▶ _Aim_
Copy the passage of the article on the immigration reform campaign starting with "Their stories are" and going on through "to state estimates.", substituting "separation" for "breakup".

Children left behind by deported parents have become the new face of the campaign. Borrowing a page from the civil rights movement, supporters have taken their cause to churches.

By Dahleen Glanton, LA Times

Reporting from Norcross, Ga. — On a recent afternoon, 15-year-old Marlon Parras stood on stage in front of 3,000 people and talked about the hardships he and his 13-year-old sister have faced since their parents were deported to Guatemala.

He wept as he spoke of his parents’ decision to leave them, both American citizens, with relatives and church members so they could continue their education in suburban Atlanta.

“This is not a family,” Marlon told the crowd. “This is not fair.”

Two years after an overhaul of the nation’s immigration laws failed in Congress, Latino leaders have revitalized the effort — positioning children who were left behind when their parents were deported as the new face of the movement. The campaign is designed to pressure President Obama to make comprehensive immigration reform a priority.

Borrowing a page from the civil rights movement of the 1960s, supporters of immigration rights have taken their cause to churches, drawing upon the growing population of evangelical Latinos, who are strong advocates of family values. Nearly 1 in 6 Latinos in the U.S. identify themselves as evangelicals, according to the Pew Hispanic Center. Only Roman Catholics make up a larger group.

“We want to make sure President Barack Obama understands that while [the economy] . . . needs his attention, we want him to keep his promise to address comprehensive immigration reform during the first year of his first term,” said Rep. Luis V. Gutierrez (D-Ill.), who has organized rallies in 17 cities. “Our families are the cornerstone of our society, and we want to protect those families.”

The mostly Latino audience that packed the large evangelical church in Norcross prayed, sang spirituals and heard from families — including the Parrases — that have been torn apart.

Their stories are designed to focus attention on what community leaders said was the most tragic consequence of the crackdown on illegal immigration: the breakup of families. It is a problem that Latino leaders have said affects up to 5 million children, most of whom were born in the U.S. and therefore are citizens.

During tough economic times, it may be difficult to gain public support for legislation that could provide legal citizenship to millions of undocumented immigrants.

Still, Gutierrez — who shared the church stage with Rep. John Lewis (D-Ga.), a civil rights icon — brought the effort deep into conservative territory, where many support plans to secure the borders rather than grant widespread citizenship. Georgia has one of the fastest-growing illegal immigrant populations in the nation, rising to about 490,000 in 2008 from 228,000 in 2000, according to state estimates.

▶ _Dataset section_

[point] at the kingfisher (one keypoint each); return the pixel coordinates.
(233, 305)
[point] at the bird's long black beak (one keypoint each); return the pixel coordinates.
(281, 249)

▶ _Output for this exercise_
Their stories are designed to focus attention on what community leaders said was the most tragic consequence of the crackdown on illegal immigration: the separation of families. It is a problem that Latino leaders have said affects up to 5 million children, most of whom were born in the U.S. and therefore are citizens.

During tough economic times, it may be difficult to gain public support for legislation that could provide legal citizenship to millions of undocumented immigrants.

Still, Gutierrez — who shared the church stage with Rep. John Lewis (D-Ga.), a civil rights icon — brought the effort deep into conservative territory, where many support plans to secure the borders rather than grant widespread citizenship. Georgia has one of the fastest-growing illegal immigrant populations in the nation, rising to about 490,000 in 2008 from 228,000 in 2000, according to state estimates.